▸ **What to produce**: Starting at the line that contains "the stone bell", copy each line through the final one exactly as written.

(Position identification records)
════════════════════

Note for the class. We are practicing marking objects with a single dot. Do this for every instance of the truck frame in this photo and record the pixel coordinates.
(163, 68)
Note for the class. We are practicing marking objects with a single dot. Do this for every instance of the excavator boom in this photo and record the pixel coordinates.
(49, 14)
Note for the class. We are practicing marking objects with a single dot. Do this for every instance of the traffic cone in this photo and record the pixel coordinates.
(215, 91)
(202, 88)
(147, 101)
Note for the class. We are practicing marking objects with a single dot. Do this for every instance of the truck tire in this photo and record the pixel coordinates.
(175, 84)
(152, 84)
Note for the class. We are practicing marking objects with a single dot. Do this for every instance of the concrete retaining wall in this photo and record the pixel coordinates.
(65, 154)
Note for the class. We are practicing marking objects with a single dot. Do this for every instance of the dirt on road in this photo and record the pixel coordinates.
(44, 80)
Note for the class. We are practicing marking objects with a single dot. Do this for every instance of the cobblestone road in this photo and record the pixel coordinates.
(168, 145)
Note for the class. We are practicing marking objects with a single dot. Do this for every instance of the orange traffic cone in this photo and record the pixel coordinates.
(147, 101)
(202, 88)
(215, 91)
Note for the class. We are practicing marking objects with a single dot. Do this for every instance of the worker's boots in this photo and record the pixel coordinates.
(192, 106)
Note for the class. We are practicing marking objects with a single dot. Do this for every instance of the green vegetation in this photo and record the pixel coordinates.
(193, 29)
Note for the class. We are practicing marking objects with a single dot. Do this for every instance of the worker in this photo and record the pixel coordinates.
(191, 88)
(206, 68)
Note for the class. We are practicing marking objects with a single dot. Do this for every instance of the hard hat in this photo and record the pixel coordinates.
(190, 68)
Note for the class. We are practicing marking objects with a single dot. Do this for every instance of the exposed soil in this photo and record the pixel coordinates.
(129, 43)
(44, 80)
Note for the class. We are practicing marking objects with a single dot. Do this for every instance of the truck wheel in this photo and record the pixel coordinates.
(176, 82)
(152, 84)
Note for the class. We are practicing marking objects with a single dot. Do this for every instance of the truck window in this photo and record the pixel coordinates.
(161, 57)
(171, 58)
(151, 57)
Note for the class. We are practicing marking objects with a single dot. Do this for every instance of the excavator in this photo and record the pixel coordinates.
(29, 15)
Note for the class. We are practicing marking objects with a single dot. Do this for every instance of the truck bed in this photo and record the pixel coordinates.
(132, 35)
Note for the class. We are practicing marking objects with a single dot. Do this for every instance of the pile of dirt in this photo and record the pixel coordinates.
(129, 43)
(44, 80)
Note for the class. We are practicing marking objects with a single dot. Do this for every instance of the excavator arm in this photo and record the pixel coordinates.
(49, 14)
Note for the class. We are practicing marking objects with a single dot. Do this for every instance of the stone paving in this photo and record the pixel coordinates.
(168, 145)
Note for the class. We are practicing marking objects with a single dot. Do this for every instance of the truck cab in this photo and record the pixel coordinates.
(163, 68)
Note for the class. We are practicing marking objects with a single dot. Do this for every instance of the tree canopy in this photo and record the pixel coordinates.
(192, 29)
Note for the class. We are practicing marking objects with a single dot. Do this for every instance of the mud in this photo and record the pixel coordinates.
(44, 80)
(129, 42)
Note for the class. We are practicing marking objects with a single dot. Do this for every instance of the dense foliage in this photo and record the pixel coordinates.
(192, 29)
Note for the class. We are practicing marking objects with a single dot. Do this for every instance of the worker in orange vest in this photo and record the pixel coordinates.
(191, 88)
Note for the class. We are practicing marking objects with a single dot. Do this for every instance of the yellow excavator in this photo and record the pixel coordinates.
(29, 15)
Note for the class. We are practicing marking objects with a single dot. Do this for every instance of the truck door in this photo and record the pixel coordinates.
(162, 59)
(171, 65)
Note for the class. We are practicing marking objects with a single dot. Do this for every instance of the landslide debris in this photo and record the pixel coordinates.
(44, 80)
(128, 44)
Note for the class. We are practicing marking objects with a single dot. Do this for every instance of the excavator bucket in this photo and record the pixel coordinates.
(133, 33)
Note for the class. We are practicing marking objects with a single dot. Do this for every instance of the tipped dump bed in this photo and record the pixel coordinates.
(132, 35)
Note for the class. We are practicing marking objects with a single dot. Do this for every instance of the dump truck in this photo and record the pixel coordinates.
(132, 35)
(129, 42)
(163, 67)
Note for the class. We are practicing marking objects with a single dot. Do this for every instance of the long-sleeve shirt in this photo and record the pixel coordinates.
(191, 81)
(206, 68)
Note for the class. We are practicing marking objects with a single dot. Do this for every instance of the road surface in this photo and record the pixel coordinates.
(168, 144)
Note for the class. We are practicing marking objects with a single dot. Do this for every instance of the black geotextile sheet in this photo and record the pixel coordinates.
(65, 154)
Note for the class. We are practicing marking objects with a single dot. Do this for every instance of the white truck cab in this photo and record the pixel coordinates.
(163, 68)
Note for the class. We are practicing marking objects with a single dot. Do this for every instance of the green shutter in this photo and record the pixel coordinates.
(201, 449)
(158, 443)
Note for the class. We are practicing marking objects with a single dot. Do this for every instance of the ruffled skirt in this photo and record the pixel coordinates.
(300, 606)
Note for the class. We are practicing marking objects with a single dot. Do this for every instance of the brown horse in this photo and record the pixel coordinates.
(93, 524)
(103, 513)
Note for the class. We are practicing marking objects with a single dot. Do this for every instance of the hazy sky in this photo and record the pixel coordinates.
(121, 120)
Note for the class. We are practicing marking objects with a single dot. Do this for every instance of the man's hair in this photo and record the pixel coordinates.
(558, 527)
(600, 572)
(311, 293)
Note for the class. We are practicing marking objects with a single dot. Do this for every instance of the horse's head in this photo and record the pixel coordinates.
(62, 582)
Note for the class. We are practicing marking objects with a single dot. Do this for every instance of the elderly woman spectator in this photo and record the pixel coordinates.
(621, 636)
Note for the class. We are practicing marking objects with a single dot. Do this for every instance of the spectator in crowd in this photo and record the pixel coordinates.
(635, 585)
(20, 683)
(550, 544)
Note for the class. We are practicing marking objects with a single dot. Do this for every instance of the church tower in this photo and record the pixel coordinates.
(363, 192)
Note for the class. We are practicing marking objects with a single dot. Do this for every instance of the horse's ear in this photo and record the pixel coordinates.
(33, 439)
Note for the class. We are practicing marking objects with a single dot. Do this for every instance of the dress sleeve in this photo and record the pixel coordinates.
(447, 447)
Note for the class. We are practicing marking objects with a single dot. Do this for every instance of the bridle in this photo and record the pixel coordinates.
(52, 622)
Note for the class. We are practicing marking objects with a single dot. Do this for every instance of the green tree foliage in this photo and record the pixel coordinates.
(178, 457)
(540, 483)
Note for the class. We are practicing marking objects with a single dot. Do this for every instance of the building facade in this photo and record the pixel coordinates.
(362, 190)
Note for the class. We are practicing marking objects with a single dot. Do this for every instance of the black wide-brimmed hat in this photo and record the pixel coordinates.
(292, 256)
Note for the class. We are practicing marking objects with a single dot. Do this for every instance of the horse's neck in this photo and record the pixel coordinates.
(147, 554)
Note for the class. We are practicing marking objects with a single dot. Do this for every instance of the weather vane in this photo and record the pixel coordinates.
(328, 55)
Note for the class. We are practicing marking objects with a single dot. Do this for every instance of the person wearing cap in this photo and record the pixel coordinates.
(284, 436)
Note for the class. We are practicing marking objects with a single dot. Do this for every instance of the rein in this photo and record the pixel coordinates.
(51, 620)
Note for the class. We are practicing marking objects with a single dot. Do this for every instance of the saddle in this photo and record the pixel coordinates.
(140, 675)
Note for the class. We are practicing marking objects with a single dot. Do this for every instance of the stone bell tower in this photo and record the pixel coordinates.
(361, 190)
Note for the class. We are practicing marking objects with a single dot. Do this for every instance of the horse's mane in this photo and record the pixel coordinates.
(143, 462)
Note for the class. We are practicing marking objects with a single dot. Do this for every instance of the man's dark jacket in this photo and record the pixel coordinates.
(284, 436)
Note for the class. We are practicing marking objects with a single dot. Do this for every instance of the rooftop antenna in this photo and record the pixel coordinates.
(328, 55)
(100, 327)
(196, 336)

════════════════════

▸ **Exercise output**:
Note for the class. We are practicing marking objects with a single dot. Do this for every instance of the stone bell tower in this photo and record the pixel coordinates.
(361, 190)
Note for the class. We are practicing marking objects with a single dot. Do this for every instance of the horse's mane in this photo and record the pixel coordinates.
(143, 462)
Note for the class. We are practicing marking objects with a single dot. Do this for every instance of the man's dark jacket in this photo and record the pixel coordinates.
(284, 436)
Note for the class. We are practicing marking objects with a single dot. Do this for every instance of the rooftop antenna in this photo and record the pixel coordinates.
(328, 55)
(100, 327)
(196, 336)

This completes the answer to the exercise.